Your task – Reproduce every line of the items below, from the line containing "TARGET = bare tree" through the final line, with both of those lines included. Leave every line unchanged except the coordinate pairs, where you add 104 to each number.

## BEGIN

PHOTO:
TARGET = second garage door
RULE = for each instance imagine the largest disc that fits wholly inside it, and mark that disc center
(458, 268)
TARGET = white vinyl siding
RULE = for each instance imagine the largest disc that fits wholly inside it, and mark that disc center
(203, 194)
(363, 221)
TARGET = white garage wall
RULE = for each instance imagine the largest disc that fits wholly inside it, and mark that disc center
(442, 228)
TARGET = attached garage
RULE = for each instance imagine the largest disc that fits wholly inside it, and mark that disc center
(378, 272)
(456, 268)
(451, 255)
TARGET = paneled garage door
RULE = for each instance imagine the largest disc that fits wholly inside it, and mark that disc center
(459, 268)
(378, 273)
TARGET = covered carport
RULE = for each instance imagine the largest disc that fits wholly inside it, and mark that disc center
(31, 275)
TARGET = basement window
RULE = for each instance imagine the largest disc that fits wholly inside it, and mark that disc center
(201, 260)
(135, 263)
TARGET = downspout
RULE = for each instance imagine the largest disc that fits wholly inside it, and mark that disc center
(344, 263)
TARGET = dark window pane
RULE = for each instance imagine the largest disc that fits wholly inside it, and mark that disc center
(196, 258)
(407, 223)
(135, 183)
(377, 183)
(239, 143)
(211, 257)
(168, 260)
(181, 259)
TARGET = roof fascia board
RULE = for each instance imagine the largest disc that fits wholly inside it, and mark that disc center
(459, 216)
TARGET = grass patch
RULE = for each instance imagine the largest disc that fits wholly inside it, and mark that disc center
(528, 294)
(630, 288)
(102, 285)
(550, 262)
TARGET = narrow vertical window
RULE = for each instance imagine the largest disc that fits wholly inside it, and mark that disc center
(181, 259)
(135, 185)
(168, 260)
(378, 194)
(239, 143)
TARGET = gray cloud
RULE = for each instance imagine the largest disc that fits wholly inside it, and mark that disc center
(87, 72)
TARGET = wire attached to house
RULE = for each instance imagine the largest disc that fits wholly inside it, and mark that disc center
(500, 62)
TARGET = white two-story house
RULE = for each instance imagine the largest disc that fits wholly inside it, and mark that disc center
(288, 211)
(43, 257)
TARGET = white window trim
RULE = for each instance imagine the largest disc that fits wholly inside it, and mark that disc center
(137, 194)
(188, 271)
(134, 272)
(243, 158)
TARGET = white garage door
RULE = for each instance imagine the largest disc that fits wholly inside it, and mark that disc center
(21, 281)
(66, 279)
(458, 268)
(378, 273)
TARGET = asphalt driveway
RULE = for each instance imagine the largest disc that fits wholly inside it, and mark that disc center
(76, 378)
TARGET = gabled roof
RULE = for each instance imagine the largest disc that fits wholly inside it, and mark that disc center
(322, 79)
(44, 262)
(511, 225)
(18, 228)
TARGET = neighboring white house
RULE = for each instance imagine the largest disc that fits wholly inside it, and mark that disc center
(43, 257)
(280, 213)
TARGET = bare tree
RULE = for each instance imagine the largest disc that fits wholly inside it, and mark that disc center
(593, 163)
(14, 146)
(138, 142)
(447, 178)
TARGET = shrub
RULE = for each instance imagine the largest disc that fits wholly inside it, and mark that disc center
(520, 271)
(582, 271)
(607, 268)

## END

Answer for this exercise –
TARGET = bare tree
RULE = for each instance imagine the largest disc that fits wholly inside it, and mark that disc center
(697, 267)
(118, 250)
(242, 246)
(551, 282)
TARGET = shrub
RULE = for each instance imagine the largest disc that fits wholly inside it, and mark that disc center
(624, 375)
(686, 375)
(711, 372)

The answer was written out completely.